» **RECORDS PROVIDED**

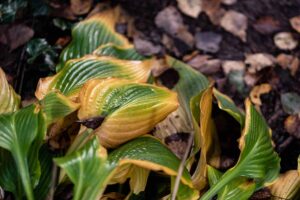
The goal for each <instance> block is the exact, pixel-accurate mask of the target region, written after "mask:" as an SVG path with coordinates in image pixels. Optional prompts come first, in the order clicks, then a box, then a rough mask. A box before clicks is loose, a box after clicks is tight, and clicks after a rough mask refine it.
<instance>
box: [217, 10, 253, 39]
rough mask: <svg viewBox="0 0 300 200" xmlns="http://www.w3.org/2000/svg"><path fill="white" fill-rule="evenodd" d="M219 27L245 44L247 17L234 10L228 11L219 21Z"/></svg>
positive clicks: (247, 25)
mask: <svg viewBox="0 0 300 200" xmlns="http://www.w3.org/2000/svg"><path fill="white" fill-rule="evenodd" d="M221 27H223V28H224V29H225V30H226V31H228V32H230V33H232V34H233V35H235V36H237V37H239V38H240V39H241V40H242V41H243V42H246V37H247V33H246V30H247V28H248V19H247V17H246V16H245V15H244V14H242V13H239V12H237V11H234V10H229V11H227V12H226V13H225V15H224V16H223V17H222V19H221Z"/></svg>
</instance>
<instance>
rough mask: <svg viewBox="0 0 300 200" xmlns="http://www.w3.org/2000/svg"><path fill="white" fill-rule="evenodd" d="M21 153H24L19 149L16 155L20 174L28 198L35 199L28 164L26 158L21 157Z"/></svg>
mask: <svg viewBox="0 0 300 200" xmlns="http://www.w3.org/2000/svg"><path fill="white" fill-rule="evenodd" d="M21 155H22V154H21V153H20V151H17V153H16V154H15V156H14V157H15V159H16V163H17V166H18V169H19V175H20V176H21V179H22V183H23V187H24V190H25V193H26V197H27V199H28V200H34V197H33V191H32V186H31V181H30V176H29V173H28V166H27V163H26V162H25V160H24V159H23V158H22V157H21Z"/></svg>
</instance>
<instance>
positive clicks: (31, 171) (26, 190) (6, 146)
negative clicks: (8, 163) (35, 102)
mask: <svg viewBox="0 0 300 200" xmlns="http://www.w3.org/2000/svg"><path fill="white" fill-rule="evenodd" d="M45 132H46V128H45V122H44V117H43V114H42V113H41V112H40V110H39V109H38V108H37V107H36V106H34V105H31V106H28V107H26V108H23V109H22V110H20V111H17V112H15V113H12V114H3V115H0V147H2V148H4V149H5V150H7V151H9V152H10V153H11V155H12V157H13V159H14V161H15V164H16V169H17V173H18V175H19V176H20V178H21V180H22V186H23V188H24V191H25V193H26V197H27V199H30V200H31V199H34V197H33V187H34V186H35V185H36V184H37V182H38V179H39V175H40V172H39V163H38V156H37V153H38V150H39V147H40V145H41V143H42V140H43V138H44V136H45Z"/></svg>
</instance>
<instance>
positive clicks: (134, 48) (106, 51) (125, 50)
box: [93, 43, 150, 60]
mask: <svg viewBox="0 0 300 200" xmlns="http://www.w3.org/2000/svg"><path fill="white" fill-rule="evenodd" d="M93 54H95V55H97V56H112V57H115V58H119V59H124V60H145V59H147V58H150V57H146V56H143V55H141V54H139V53H138V52H137V51H136V50H135V48H134V46H131V45H127V46H125V47H124V46H118V45H115V44H112V43H109V44H104V45H102V46H100V47H99V48H97V49H96V50H95V51H94V52H93Z"/></svg>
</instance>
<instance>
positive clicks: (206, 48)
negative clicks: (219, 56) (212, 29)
mask: <svg viewBox="0 0 300 200" xmlns="http://www.w3.org/2000/svg"><path fill="white" fill-rule="evenodd" d="M195 39H196V47H197V48H198V49H200V50H202V51H205V52H209V53H216V52H218V51H219V49H220V43H221V41H222V36H221V35H220V34H217V33H214V32H199V33H197V34H196V36H195Z"/></svg>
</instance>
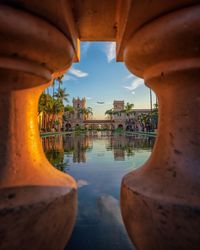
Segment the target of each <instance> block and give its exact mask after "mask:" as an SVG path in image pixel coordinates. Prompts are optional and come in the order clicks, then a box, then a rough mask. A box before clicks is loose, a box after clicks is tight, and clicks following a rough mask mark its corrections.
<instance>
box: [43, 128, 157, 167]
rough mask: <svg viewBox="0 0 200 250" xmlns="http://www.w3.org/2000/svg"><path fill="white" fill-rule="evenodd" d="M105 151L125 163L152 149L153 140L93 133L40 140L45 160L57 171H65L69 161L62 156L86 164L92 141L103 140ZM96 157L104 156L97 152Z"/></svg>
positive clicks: (152, 137)
mask: <svg viewBox="0 0 200 250" xmlns="http://www.w3.org/2000/svg"><path fill="white" fill-rule="evenodd" d="M99 135H100V136H99ZM105 138H106V141H105V149H106V150H107V151H112V153H113V157H114V160H115V161H125V160H126V157H132V156H134V155H135V152H139V151H140V150H150V151H151V149H152V148H153V145H154V141H155V138H153V137H144V136H124V135H115V136H113V135H112V133H111V132H107V133H105V132H104V133H97V132H96V133H94V134H92V133H91V132H89V133H88V134H85V135H76V136H67V135H65V136H62V135H59V136H50V137H45V138H43V139H42V144H43V149H44V152H45V154H46V157H47V159H48V160H49V161H50V162H51V163H52V164H53V165H54V166H55V167H56V168H58V169H59V170H61V171H66V170H67V166H68V165H69V161H68V160H69V159H65V160H64V156H65V155H66V156H67V157H71V156H72V160H73V163H86V161H87V157H86V155H87V152H89V151H91V150H92V149H93V140H105ZM97 156H98V157H103V156H105V154H104V152H99V153H98V155H97Z"/></svg>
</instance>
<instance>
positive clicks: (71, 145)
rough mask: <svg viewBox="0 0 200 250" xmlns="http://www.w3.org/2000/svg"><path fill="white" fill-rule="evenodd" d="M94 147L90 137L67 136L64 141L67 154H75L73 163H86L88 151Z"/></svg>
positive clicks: (86, 136)
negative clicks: (90, 148)
mask: <svg viewBox="0 0 200 250" xmlns="http://www.w3.org/2000/svg"><path fill="white" fill-rule="evenodd" d="M91 147H92V142H91V138H90V137H89V136H74V137H68V136H66V137H65V139H64V151H65V153H69V154H73V162H75V163H76V162H78V163H80V162H86V151H87V150H88V149H89V148H91Z"/></svg>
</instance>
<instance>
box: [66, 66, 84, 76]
mask: <svg viewBox="0 0 200 250" xmlns="http://www.w3.org/2000/svg"><path fill="white" fill-rule="evenodd" d="M69 74H72V75H73V76H76V77H78V78H82V77H86V76H88V73H87V72H83V71H82V70H80V69H75V68H73V67H72V68H71V69H70V70H69Z"/></svg>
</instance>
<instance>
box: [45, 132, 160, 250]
mask: <svg viewBox="0 0 200 250" xmlns="http://www.w3.org/2000/svg"><path fill="white" fill-rule="evenodd" d="M154 140H155V138H152V137H144V136H138V135H137V136H125V135H119V134H118V135H112V134H111V133H108V132H107V133H106V132H96V133H92V132H90V133H88V134H84V135H83V134H81V135H73V136H72V135H71V136H69V135H68V136H67V135H64V136H51V137H46V138H43V139H42V142H43V147H44V151H45V154H46V156H47V158H48V160H49V161H50V162H51V163H52V164H53V165H54V166H55V167H56V168H58V169H59V170H61V171H63V172H67V173H69V174H70V175H71V176H73V177H74V178H75V179H76V181H77V183H78V214H77V220H76V225H75V228H74V231H73V234H72V237H71V239H70V241H69V243H68V244H67V246H66V248H65V250H94V249H95V250H117V249H119V250H133V249H135V248H134V246H133V245H132V244H131V242H130V240H129V238H128V235H127V233H126V230H125V228H124V225H123V222H122V218H121V214H120V206H119V198H120V185H121V180H122V177H123V176H124V175H125V174H126V173H128V172H130V171H131V170H134V169H136V168H138V167H139V166H141V165H142V164H143V163H144V162H145V161H146V160H147V159H148V157H149V156H150V154H151V151H152V147H153V144H154Z"/></svg>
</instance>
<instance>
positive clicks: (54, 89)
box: [52, 79, 56, 98]
mask: <svg viewBox="0 0 200 250" xmlns="http://www.w3.org/2000/svg"><path fill="white" fill-rule="evenodd" d="M55 84H56V79H53V82H52V88H53V95H52V96H53V98H54V94H55Z"/></svg>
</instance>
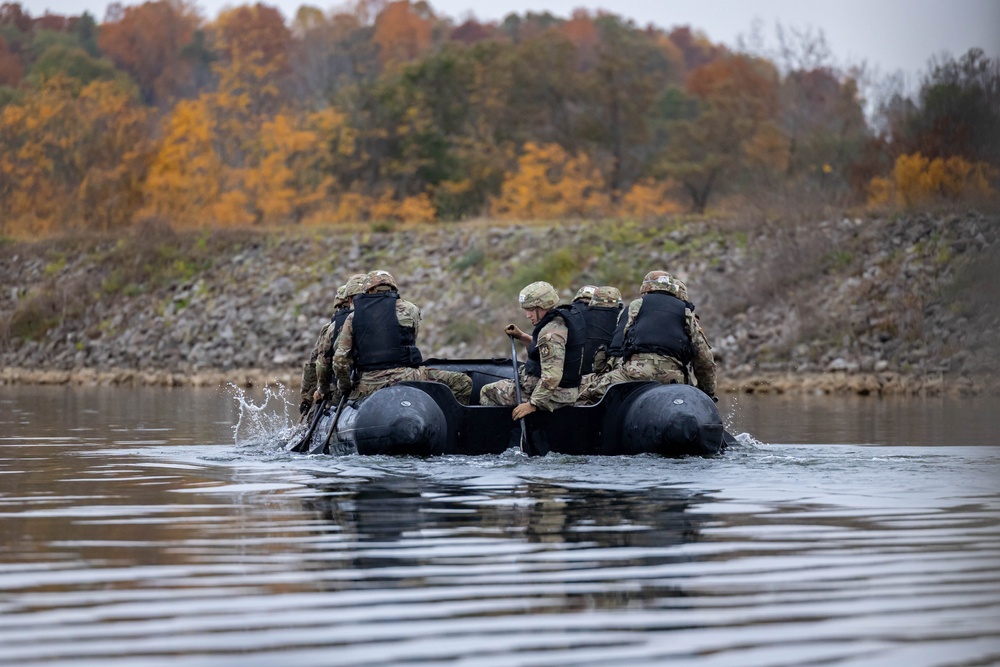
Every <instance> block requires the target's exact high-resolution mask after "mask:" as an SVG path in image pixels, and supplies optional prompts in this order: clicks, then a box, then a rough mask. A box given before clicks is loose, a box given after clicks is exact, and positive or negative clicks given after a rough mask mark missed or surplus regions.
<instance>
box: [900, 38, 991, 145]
mask: <svg viewBox="0 0 1000 667" xmlns="http://www.w3.org/2000/svg"><path fill="white" fill-rule="evenodd" d="M899 129H900V135H901V136H898V137H897V138H896V142H897V143H898V144H900V145H901V147H905V148H904V152H906V153H913V152H920V153H922V154H923V155H925V156H926V157H929V158H935V157H949V156H960V157H964V158H966V159H967V160H970V161H973V162H975V161H988V162H991V163H992V164H995V165H1000V58H988V57H986V55H985V54H984V53H983V51H982V49H970V50H969V51H968V52H967V53H966V54H965V55H964V56H962V57H961V58H959V59H957V60H956V59H953V58H947V59H944V60H943V61H940V62H934V63H932V67H931V70H930V72H929V73H928V74H927V75H926V76H925V77H924V80H923V82H922V85H921V87H920V94H919V102H918V104H917V105H916V106H915V107H913V108H912V110H911V112H910V113H909V114H907V115H906V116H905V118H904V120H903V127H901V128H899Z"/></svg>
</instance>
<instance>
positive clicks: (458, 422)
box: [300, 359, 732, 457]
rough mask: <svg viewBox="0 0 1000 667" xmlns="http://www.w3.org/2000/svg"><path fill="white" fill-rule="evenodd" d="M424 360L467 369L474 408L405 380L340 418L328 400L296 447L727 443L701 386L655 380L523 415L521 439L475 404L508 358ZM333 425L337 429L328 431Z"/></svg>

» **WHAT IS EXPECTED**
Retype, exactly and with no pictures, everything above from the line with "positive clicks: (206, 48)" down to the line with "151L125 163L152 149L153", both included.

» **WRITTEN ANSWER**
positive clicks: (206, 48)
negative clicks: (219, 56) (212, 29)
mask: <svg viewBox="0 0 300 200" xmlns="http://www.w3.org/2000/svg"><path fill="white" fill-rule="evenodd" d="M195 39H196V47H197V48H198V49H200V50H202V51H205V52H209V53H216V52H218V51H219V49H220V43H221V41H222V36H221V35H220V34H217V33H214V32H199V33H197V34H196V36H195Z"/></svg>
</instance>
Segment the target of each <instance> block and give its exact mask after "mask:" as an SVG path in image pixel coordinates. Prompts are optional and come in the order clicks, then a box, then a rough mask. A box before clicks is loose, a box after clicks is tight, and clicks following a rough mask mark its corrections.
<instance>
box: [43, 128, 157, 167]
rough mask: <svg viewBox="0 0 200 250" xmlns="http://www.w3.org/2000/svg"><path fill="white" fill-rule="evenodd" d="M105 151L125 163L152 149L153 140L93 133L40 140L45 160L57 171H65L69 161L62 156L86 164L92 141L103 140ZM96 157L104 156L97 152Z"/></svg>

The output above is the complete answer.